**Task item A**
In the reader comments about the NHS, duplicate the passage from "Thank you, Dee, I" up to and including "or Stepford Wives!".
**Task item B**
Answer these from the reader comments about the NHS:
(i) What does the commenter thanking Dee hope to have more of through writing than as an NHS employee?
(ii) Whose "lived experience and expertise" do the comments say is placed below the "accredited expertise" of practitioners?
(iii) Besides standing and speaking, what else do the comments say takes courage?
**Task item C**
Extend the reader comments about the NHS, picking up after the final comment.

**Extracted text**
□ □ □

What a loss to healthcare you will be. Thank you for all you have done and all you have tried to do! Have a look at http://www.patientsfirst.org….they too seems to be fighting for justice.
All best wishes to Sara and likewise I am so sorry for the loss of LB……such gross injustice! There are many “battling the bureaucrats” and the genie is now well and truly out of bottle!
Thank you, Dee, I really appreciate your comment. I am hoping I will have more of a voice through writing than I ever did as an NHS employee.
Why, oh why is the ‘accredited expertise’ of practitioners privileged over the ‘lived experience and expertise’ of parents? It’s time to stop sidelining those who know and love their children and want what is best for them.
Equally, it is time to stop sidelining individuals because they are seen as deficit in today’s society – just how boring would be a society made up of clones or Stepford Wives!
Couldnt agree more! I have been “a stakeholder” “an end user” “a depressive” (when I was seriously ill via misdiagnosis)….and this triggered my sons MH condition! Who listens to those that know and love their children. It takes courage to stand and speak and it also takes courage to sit and listen! Show some courage NHS!

□ □ □

**Provided information**
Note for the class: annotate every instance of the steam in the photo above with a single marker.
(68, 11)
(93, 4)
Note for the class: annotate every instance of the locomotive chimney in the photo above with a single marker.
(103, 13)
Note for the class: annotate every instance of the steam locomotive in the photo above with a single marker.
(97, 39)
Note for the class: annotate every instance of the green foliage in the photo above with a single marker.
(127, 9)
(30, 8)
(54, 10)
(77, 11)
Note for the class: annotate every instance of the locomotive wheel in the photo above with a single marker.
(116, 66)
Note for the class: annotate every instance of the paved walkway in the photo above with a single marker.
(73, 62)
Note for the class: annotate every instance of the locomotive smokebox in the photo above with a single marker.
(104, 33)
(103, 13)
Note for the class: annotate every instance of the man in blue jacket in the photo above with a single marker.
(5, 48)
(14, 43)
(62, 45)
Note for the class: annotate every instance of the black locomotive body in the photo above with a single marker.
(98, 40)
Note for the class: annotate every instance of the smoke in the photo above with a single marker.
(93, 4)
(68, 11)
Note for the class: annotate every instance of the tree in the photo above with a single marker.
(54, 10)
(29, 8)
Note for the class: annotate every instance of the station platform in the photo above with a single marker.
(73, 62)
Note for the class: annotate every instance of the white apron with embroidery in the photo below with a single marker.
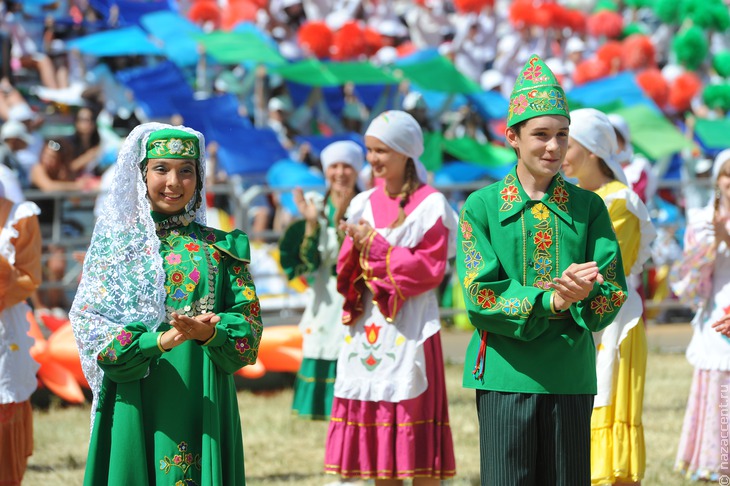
(381, 360)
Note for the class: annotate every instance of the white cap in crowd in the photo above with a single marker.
(15, 129)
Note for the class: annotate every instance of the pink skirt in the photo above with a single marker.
(384, 440)
(706, 430)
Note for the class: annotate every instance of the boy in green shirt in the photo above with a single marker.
(541, 270)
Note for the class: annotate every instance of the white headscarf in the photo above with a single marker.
(401, 132)
(345, 151)
(123, 279)
(720, 160)
(593, 130)
(619, 123)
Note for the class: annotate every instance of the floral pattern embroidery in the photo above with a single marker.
(540, 211)
(124, 337)
(183, 460)
(466, 230)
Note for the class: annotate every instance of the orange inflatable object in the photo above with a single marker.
(252, 372)
(62, 350)
(61, 382)
(52, 374)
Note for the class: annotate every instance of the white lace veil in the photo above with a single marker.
(123, 278)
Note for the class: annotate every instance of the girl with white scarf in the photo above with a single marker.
(617, 435)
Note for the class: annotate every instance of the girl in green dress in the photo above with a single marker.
(165, 313)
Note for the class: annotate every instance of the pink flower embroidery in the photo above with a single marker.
(533, 73)
(510, 193)
(173, 258)
(242, 345)
(124, 337)
(519, 105)
(466, 230)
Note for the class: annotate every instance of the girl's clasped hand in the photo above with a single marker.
(184, 328)
(575, 284)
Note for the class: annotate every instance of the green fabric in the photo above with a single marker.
(310, 72)
(706, 14)
(713, 133)
(314, 389)
(237, 47)
(667, 11)
(651, 133)
(437, 74)
(721, 63)
(486, 155)
(171, 143)
(433, 150)
(299, 255)
(536, 93)
(690, 46)
(362, 73)
(508, 248)
(173, 418)
(717, 96)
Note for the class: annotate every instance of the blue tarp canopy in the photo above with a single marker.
(620, 90)
(127, 41)
(286, 174)
(176, 34)
(131, 11)
(155, 88)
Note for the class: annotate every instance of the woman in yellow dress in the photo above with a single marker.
(617, 434)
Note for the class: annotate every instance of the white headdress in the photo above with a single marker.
(593, 130)
(345, 151)
(123, 279)
(401, 132)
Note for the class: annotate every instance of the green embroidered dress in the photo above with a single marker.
(509, 248)
(172, 418)
(315, 256)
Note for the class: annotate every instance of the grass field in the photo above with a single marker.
(283, 450)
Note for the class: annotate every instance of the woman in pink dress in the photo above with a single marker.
(389, 418)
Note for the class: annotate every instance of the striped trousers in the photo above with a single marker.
(535, 439)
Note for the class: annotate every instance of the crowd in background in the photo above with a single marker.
(65, 113)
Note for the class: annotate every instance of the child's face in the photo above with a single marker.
(341, 177)
(171, 183)
(541, 144)
(576, 162)
(385, 162)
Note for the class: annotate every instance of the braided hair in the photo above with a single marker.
(410, 184)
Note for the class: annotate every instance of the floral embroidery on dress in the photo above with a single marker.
(484, 297)
(369, 360)
(509, 193)
(124, 337)
(184, 460)
(560, 195)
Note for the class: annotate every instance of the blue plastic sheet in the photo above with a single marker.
(155, 88)
(127, 41)
(287, 174)
(176, 33)
(621, 88)
(131, 11)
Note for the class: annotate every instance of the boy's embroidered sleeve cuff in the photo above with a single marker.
(149, 344)
(219, 337)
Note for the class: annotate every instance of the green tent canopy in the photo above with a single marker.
(309, 72)
(237, 47)
(713, 133)
(437, 74)
(433, 156)
(485, 155)
(652, 134)
(359, 73)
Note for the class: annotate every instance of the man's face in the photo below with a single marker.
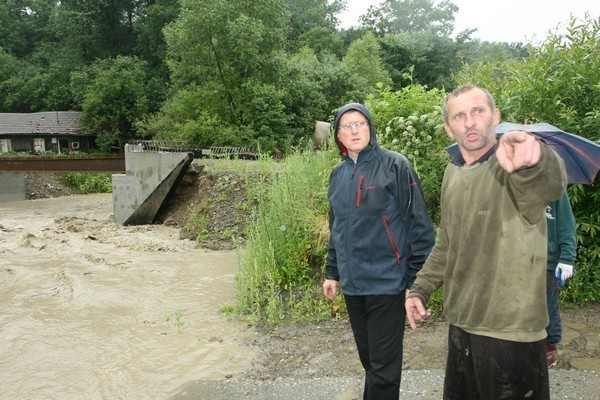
(354, 138)
(471, 123)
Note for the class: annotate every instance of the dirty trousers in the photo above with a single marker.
(378, 326)
(485, 368)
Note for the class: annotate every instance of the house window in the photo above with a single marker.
(5, 146)
(39, 145)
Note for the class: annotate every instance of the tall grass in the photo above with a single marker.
(281, 268)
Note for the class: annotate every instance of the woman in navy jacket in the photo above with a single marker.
(380, 236)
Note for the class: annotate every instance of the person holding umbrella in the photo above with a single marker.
(490, 254)
(562, 246)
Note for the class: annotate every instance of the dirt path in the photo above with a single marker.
(238, 356)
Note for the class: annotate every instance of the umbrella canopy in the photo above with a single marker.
(581, 156)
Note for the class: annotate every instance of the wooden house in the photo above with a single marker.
(52, 131)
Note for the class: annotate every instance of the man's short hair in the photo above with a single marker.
(463, 89)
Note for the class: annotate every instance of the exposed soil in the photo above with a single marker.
(212, 206)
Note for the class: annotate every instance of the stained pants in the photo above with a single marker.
(485, 368)
(378, 326)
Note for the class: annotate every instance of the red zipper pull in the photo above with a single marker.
(360, 182)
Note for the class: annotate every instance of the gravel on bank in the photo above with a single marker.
(416, 384)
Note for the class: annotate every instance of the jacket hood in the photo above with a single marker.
(336, 122)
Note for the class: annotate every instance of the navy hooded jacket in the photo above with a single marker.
(380, 231)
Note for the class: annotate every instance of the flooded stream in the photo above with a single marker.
(94, 310)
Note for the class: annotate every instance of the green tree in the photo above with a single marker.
(420, 57)
(114, 100)
(232, 55)
(309, 14)
(557, 84)
(363, 60)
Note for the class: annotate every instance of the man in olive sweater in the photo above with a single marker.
(490, 255)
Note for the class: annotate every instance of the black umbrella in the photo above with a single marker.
(581, 156)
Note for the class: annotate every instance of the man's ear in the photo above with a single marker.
(496, 117)
(448, 131)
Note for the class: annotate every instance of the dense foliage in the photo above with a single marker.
(409, 121)
(221, 72)
(260, 73)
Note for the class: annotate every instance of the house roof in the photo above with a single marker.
(50, 122)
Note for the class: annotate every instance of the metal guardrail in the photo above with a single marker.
(166, 146)
(156, 146)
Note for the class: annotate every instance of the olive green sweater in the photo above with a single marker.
(491, 250)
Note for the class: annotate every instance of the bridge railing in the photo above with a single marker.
(157, 146)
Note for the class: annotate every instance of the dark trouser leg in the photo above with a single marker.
(554, 329)
(378, 326)
(484, 368)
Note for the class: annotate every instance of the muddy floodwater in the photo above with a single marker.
(94, 310)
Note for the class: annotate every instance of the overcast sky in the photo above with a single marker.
(501, 20)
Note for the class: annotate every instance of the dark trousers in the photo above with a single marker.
(554, 329)
(378, 326)
(484, 368)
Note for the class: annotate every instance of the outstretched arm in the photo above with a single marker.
(330, 289)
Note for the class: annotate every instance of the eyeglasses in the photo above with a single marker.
(357, 124)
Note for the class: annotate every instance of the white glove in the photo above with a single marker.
(563, 273)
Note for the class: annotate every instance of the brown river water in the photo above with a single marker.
(95, 310)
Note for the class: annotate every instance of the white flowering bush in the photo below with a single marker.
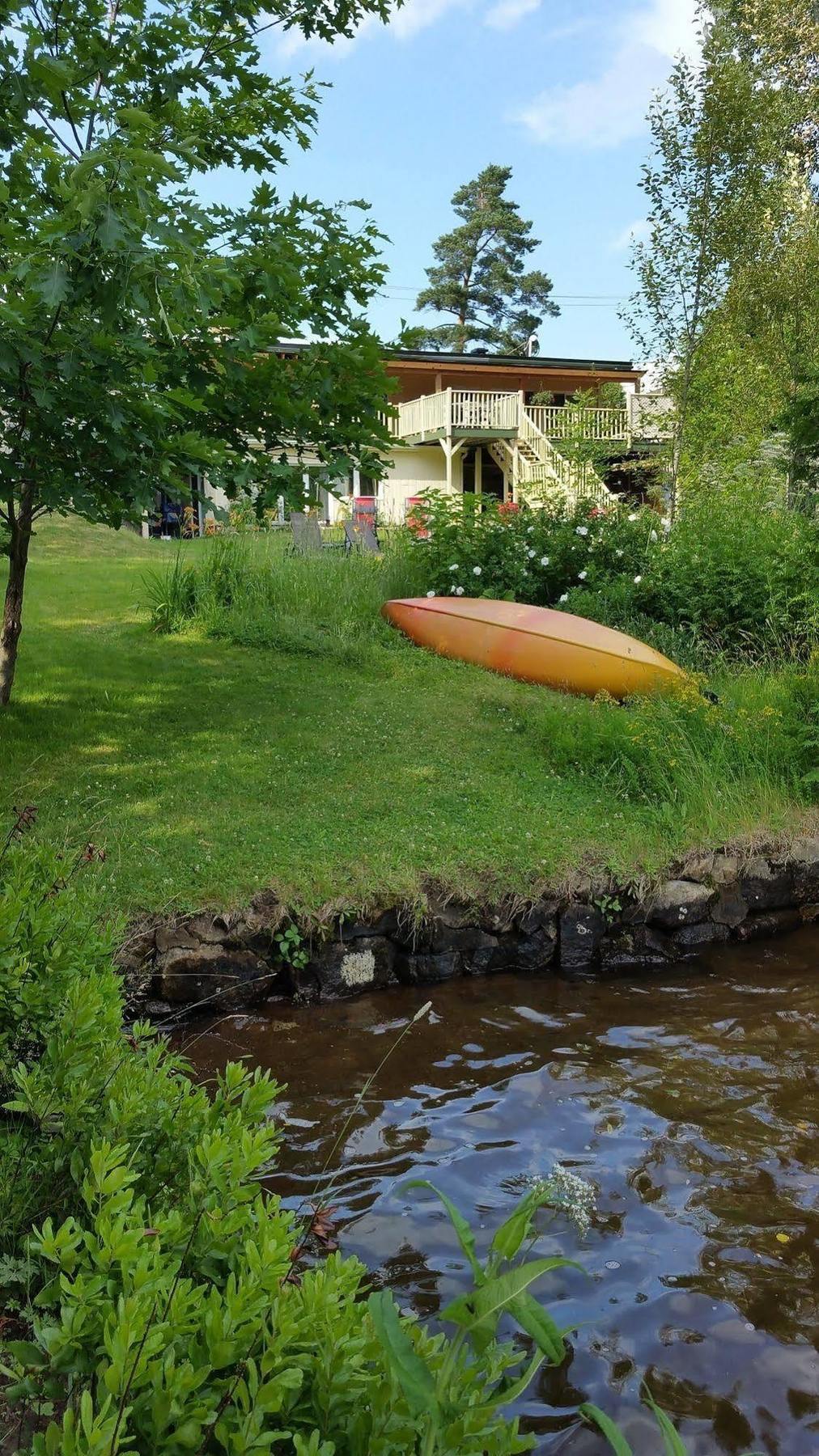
(477, 546)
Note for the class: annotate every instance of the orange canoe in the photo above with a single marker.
(533, 644)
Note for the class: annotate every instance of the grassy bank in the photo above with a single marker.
(210, 769)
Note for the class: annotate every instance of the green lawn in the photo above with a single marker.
(210, 771)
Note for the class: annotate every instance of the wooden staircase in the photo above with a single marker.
(540, 472)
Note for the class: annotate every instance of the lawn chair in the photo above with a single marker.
(360, 536)
(307, 533)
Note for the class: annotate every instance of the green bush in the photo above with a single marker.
(159, 1297)
(475, 546)
(257, 593)
(740, 573)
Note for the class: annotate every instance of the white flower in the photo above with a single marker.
(573, 1196)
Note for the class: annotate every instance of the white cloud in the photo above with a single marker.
(418, 15)
(506, 14)
(634, 233)
(611, 107)
(413, 18)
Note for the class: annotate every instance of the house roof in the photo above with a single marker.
(537, 362)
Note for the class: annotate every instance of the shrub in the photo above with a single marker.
(257, 593)
(740, 573)
(159, 1296)
(477, 548)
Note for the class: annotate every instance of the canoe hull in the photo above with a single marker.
(535, 645)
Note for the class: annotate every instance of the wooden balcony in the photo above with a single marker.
(475, 414)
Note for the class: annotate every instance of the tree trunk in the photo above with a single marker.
(11, 629)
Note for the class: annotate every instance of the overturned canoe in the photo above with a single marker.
(533, 644)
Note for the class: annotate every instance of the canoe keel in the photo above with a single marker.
(535, 645)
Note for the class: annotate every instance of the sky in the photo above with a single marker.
(555, 89)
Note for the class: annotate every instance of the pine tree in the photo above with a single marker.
(478, 274)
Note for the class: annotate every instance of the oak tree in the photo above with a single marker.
(138, 322)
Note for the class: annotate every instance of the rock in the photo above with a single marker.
(380, 922)
(724, 868)
(209, 929)
(526, 953)
(210, 973)
(582, 929)
(416, 968)
(343, 968)
(774, 922)
(767, 887)
(175, 938)
(806, 870)
(693, 937)
(680, 902)
(642, 946)
(729, 908)
(540, 916)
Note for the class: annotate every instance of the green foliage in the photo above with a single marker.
(736, 575)
(120, 273)
(260, 595)
(480, 548)
(478, 274)
(163, 1306)
(740, 573)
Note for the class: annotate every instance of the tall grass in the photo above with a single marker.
(258, 593)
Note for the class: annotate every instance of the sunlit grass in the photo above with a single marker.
(212, 771)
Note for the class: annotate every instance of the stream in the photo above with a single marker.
(688, 1097)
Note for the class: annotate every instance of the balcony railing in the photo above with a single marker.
(502, 413)
(577, 422)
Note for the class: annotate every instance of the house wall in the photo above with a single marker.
(411, 471)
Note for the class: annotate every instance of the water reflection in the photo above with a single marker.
(690, 1099)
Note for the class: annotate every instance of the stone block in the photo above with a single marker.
(729, 908)
(771, 922)
(767, 887)
(212, 973)
(346, 967)
(694, 937)
(422, 967)
(680, 902)
(582, 931)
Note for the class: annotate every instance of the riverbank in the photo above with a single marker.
(213, 773)
(592, 928)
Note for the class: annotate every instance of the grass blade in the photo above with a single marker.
(496, 1295)
(465, 1237)
(604, 1423)
(405, 1363)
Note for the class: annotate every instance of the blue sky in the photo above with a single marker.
(555, 91)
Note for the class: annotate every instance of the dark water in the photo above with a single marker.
(690, 1098)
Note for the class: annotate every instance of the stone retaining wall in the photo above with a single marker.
(214, 961)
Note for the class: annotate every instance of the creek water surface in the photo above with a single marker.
(687, 1097)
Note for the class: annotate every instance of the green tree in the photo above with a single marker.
(138, 324)
(478, 276)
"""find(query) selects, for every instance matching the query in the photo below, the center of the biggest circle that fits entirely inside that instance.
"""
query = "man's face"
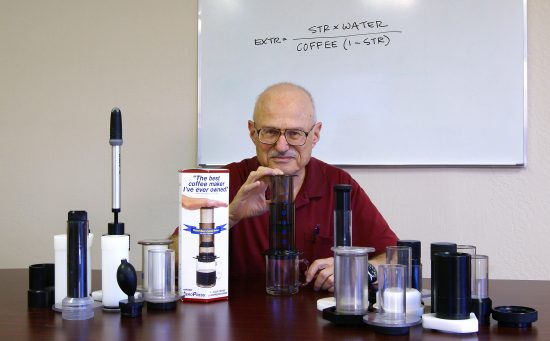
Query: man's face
(285, 108)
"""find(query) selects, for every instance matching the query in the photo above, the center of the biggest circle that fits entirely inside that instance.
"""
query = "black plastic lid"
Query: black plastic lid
(161, 306)
(43, 299)
(515, 316)
(41, 276)
(415, 249)
(130, 308)
(115, 229)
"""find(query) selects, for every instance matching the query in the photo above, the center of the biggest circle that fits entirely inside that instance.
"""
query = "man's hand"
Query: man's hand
(322, 270)
(250, 200)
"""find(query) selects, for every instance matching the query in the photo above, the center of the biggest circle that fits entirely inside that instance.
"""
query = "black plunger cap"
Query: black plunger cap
(127, 281)
(115, 229)
(342, 192)
(77, 216)
(415, 248)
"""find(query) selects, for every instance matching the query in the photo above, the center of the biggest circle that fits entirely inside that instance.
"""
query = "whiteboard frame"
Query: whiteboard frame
(522, 164)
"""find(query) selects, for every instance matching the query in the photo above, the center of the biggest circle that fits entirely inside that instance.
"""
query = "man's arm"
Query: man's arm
(322, 270)
(250, 200)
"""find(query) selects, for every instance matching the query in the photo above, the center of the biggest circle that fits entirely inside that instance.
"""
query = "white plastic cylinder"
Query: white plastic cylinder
(60, 259)
(114, 248)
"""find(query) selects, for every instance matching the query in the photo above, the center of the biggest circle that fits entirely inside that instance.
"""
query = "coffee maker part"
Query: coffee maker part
(127, 281)
(515, 316)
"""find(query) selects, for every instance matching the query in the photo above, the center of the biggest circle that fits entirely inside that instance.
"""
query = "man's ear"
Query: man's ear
(317, 133)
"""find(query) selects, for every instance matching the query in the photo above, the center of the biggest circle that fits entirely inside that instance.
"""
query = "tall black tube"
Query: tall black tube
(342, 215)
(452, 277)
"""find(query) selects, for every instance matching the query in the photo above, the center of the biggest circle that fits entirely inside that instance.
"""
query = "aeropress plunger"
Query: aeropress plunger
(282, 259)
(351, 276)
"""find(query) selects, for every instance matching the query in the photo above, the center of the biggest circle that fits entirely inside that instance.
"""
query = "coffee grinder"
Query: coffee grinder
(206, 260)
(282, 259)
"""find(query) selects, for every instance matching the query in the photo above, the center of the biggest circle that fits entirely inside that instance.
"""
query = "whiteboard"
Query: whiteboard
(395, 82)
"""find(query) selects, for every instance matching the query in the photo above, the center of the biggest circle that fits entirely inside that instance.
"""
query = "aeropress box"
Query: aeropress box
(203, 234)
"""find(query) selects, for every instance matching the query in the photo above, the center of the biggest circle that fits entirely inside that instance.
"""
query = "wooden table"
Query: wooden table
(249, 314)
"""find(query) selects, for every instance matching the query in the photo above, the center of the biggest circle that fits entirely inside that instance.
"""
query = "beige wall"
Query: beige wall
(65, 64)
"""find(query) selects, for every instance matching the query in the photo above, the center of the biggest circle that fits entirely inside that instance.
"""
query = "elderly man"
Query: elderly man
(285, 130)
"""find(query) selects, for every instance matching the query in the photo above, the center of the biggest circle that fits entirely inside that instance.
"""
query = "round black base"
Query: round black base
(482, 309)
(515, 316)
(331, 315)
(161, 306)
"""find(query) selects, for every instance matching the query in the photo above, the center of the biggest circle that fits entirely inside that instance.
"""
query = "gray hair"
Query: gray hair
(259, 99)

□ □ □

**Response A**
Thank you, Dee, I really appreciate your comment. I am hoping I will have more of a voice through writing than I ever did as an NHS employee.
Why, oh why is the ‘accredited expertise’ of practitioners privileged over the ‘lived experience and expertise’ of parents? It’s time to stop sidelining those who know and love their children and want what is best for them.
Equally, it is time to stop sidelining individuals because they are seen as deficit in today’s society – just how boring would be a society made up of clones or Stepford Wives!

**Response B**
(i) More of a voice.
(ii) Parents'.
(iii) Sitting and listening.

**Response C**
What you’ve said about the notes sadly doesn’t surprise me. The notes written about my mum, when she was assessed for NHS funded care by social workers, were very similar and rather distressing to read. Most of the notes were not about her clinical needs (which they got woefully wrong, suggesting she had a mild stroke, as opposed to being in the advanced stages of progressive MS), rather about my Dads “Irish temper”, my mum’s “Irish temper” (she was in pain a lot so this was actually due to her condition!), our immorality (because we didn’t ‘want’ to look after her – actually having struggled alone for twenty years and being at the end of our tethers we did what you did and refused to have her discharged until a proper care plan was put in place), how we had and continued to neglect her…..you name it! It was all utter shite. Amazing that you can base life-changing decisions on this rubbish that can not be challenged as you know nothing about what is being documented until long after the fact (i.e. the consequences for us were the local authority trying to take our home away when my Dad died, the consequences for you much much more terrible). We did actually win a legal case firstly against the local authority to retain the house, then we took the PCT to court for the above. It turned out my mum was eligible for funded care all along and they had to pay everything back….and we were put through three years of hell for nothing. They never apologized though.
keep holding those thoughts of the real LB Sara, the LB who wasn’t a ‘patient’, ‘service user’ or ‘serious case review subject’. He was never theirs to label.